All of the data must be printed exactly; please include every line.

(Records from a dataset)
___

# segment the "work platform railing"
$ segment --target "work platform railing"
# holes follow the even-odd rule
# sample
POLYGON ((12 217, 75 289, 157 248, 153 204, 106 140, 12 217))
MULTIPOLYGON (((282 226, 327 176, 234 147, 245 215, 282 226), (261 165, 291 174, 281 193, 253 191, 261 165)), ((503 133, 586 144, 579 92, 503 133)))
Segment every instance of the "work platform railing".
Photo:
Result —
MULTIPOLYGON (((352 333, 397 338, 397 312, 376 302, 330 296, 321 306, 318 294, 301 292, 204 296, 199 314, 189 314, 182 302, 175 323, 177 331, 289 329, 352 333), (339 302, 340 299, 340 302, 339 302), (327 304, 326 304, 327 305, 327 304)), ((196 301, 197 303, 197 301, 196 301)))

___

* [Output of the exercise]
# segment the "work platform railing"
$ segment --target "work platform railing"
# holes follow the even-odd rule
# sample
POLYGON ((12 217, 75 289, 157 248, 153 204, 106 140, 12 217))
MULTIPOLYGON (((282 226, 327 176, 234 147, 245 215, 282 226), (261 165, 291 174, 281 193, 253 191, 261 165)), ((503 133, 586 144, 579 92, 503 133)))
Segment every instance of the "work platform railing".
Photo:
Result —
MULTIPOLYGON (((352 333, 397 338, 397 312, 376 302, 330 296, 321 306, 318 294, 301 292, 204 296, 199 314, 189 314, 182 302, 175 323, 177 331, 289 329, 352 333), (339 302, 340 299, 340 302, 339 302), (327 304, 326 304, 327 305, 327 304)), ((196 301, 197 303, 197 301, 196 301)))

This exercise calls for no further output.